* WORK TO BE COMPLETED: Reproduce the entries below unchanged, starting at the line that contains "TARGET = dark hull window" and ending at the line that contains "[(130, 430), (761, 317)]", with both of those lines included.

* Object pointing dataset rows:
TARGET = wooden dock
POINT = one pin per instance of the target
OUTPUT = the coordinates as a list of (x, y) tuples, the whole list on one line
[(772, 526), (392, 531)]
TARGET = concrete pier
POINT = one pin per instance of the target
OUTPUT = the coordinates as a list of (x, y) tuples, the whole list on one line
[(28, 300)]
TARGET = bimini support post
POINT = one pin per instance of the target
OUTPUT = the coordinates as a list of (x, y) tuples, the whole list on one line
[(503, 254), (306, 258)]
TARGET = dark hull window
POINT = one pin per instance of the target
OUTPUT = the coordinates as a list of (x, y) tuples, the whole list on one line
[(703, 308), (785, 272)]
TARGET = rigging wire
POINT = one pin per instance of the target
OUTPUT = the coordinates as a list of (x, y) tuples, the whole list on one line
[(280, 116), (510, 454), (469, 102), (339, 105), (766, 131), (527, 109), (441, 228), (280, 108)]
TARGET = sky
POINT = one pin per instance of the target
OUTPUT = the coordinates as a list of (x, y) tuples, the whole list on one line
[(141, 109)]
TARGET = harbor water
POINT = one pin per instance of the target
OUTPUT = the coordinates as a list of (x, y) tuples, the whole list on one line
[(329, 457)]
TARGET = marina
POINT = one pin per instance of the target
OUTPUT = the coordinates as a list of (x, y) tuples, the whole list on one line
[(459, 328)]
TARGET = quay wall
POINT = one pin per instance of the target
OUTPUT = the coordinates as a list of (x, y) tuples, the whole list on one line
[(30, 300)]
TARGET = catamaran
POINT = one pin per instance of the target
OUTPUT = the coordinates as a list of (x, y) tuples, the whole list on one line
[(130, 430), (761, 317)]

...

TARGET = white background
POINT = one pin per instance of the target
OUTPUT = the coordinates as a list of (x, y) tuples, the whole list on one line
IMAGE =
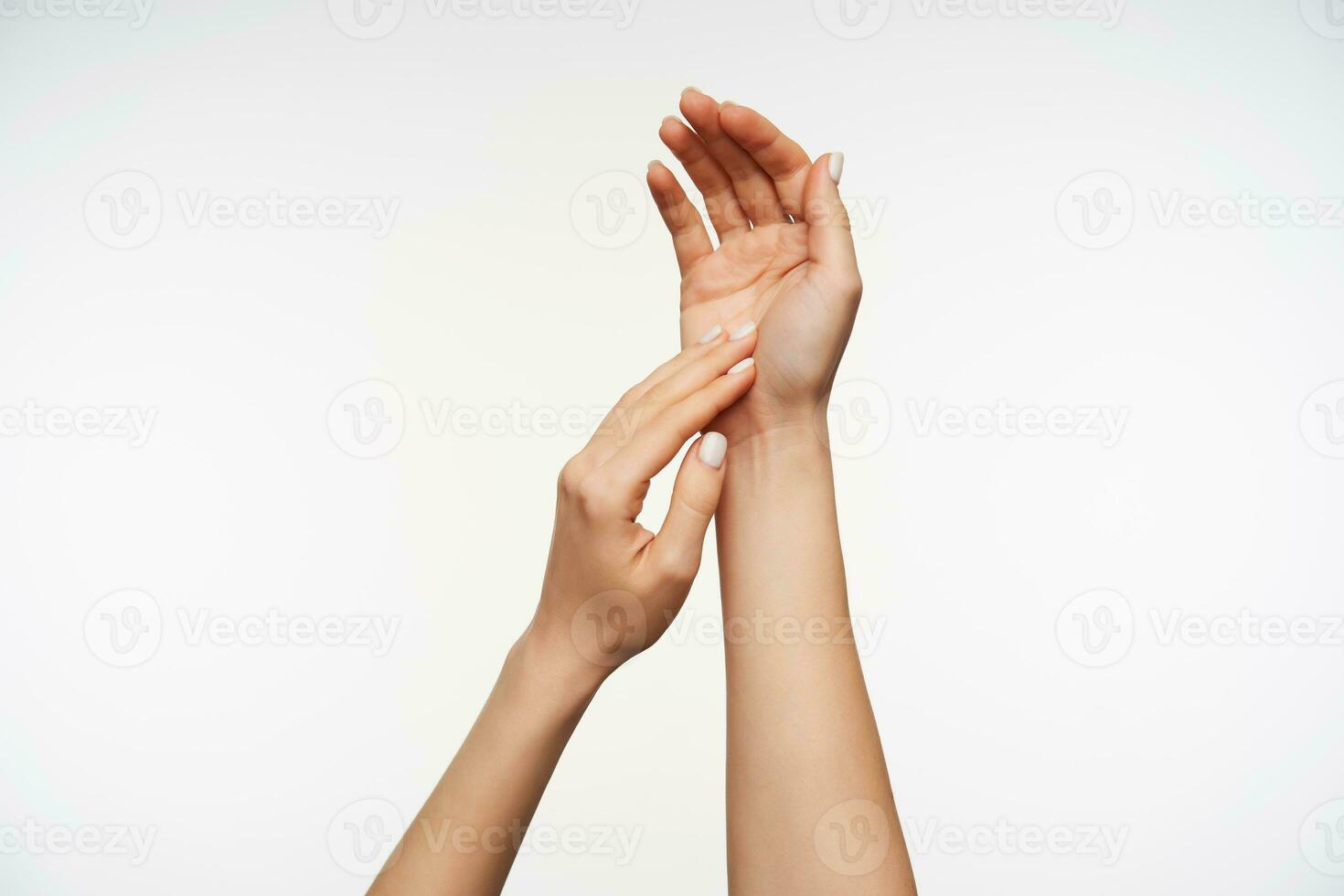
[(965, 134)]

* RIGHT ANSWER:
TARGET = dark hull window
POINT = one pin per instance of the target
OUTPUT = the coordinates as a list of (x, y) tuples, the whole list on one line
[(703, 308), (785, 272)]
TARGET = rigging wire
POINT = one pin per instance of the target
OUTPUT = the coordinates as a list of (x, y) tuples, the whole list on one line
[(280, 116), (510, 454), (469, 102), (339, 105), (766, 131), (527, 109), (441, 228), (280, 108)]
TARGET = sky
POINT = one pin per instance of the target
OUTPUT = the coordinates as a list of (x, y) tuples, the whole list on one line
[(141, 109)]
TARGET = harbor water
POINT = one pin per instance of the target
OUTPUT = the coordinates as a list of (x, y) tuples, the whole list on one line
[(329, 457)]
TARGET = marina
POINT = one pin per instance of the target
OUTPUT = the coordinates as a list of (x, y) tuples, the whole list on one line
[(459, 328)]
TARGET = quay wall
POINT = one pin per instance of the target
OUTPUT = the coordinates as a list of (x, y) tuples, the whole list on one line
[(30, 300)]
TARGET = catamaran
POINT = one pin per instance of the target
OUTPUT = the coordinates as a list of (x, y) tuples, the whole list on one line
[(130, 430), (761, 317)]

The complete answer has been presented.